TASK REQUIREMENTS
Look through the records below, and whenever a line contains "rower", copy it.

------ SOURCE INFORMATION

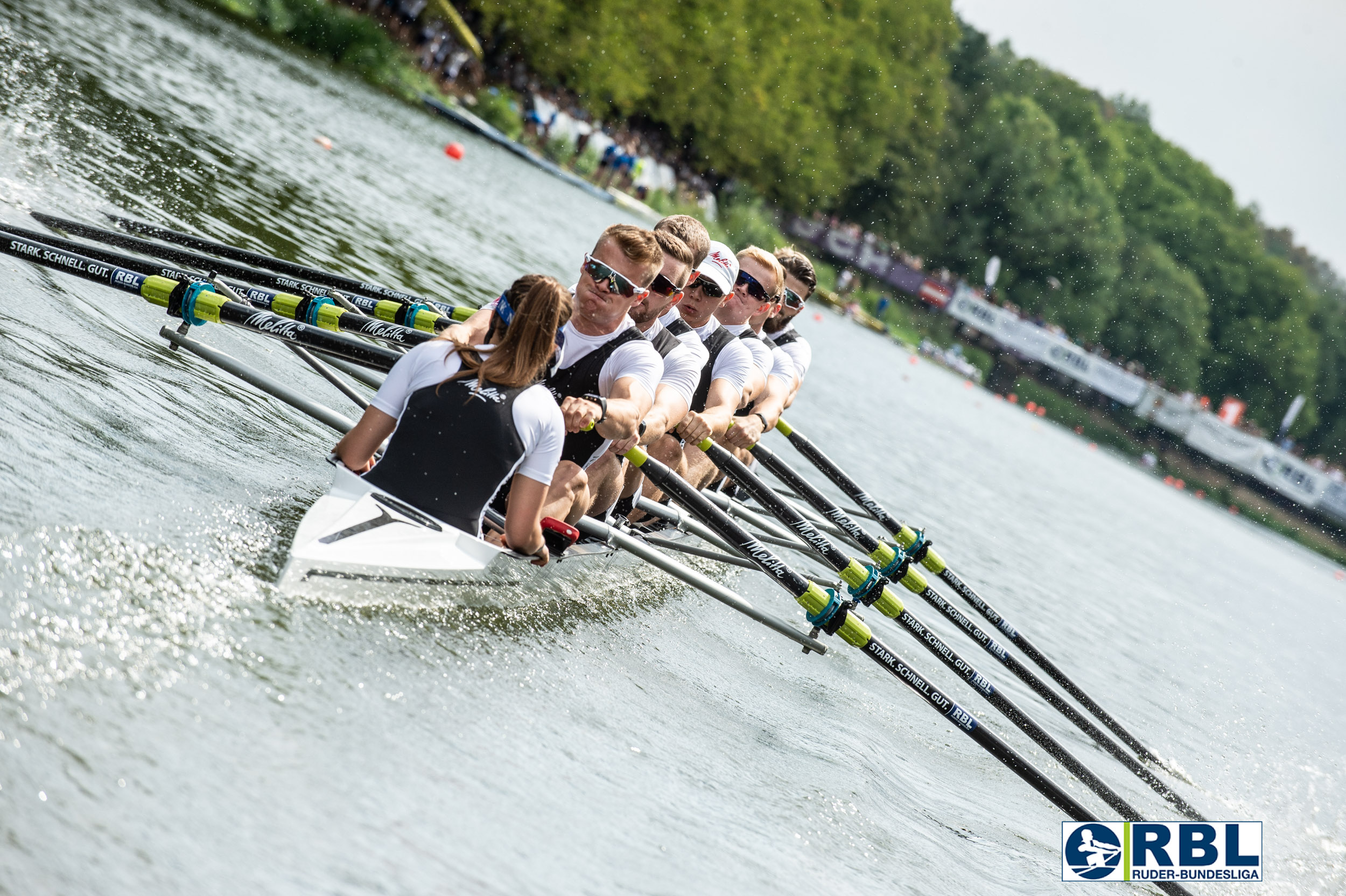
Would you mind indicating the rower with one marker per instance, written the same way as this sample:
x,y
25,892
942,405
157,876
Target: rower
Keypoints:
x,y
461,422
757,293
609,372
800,283
683,362
727,372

------------

RESPONSE TO THIS EXERCISE
Would you mind indicating the rower with one marker per instance, written the same way as this sample:
Target: rower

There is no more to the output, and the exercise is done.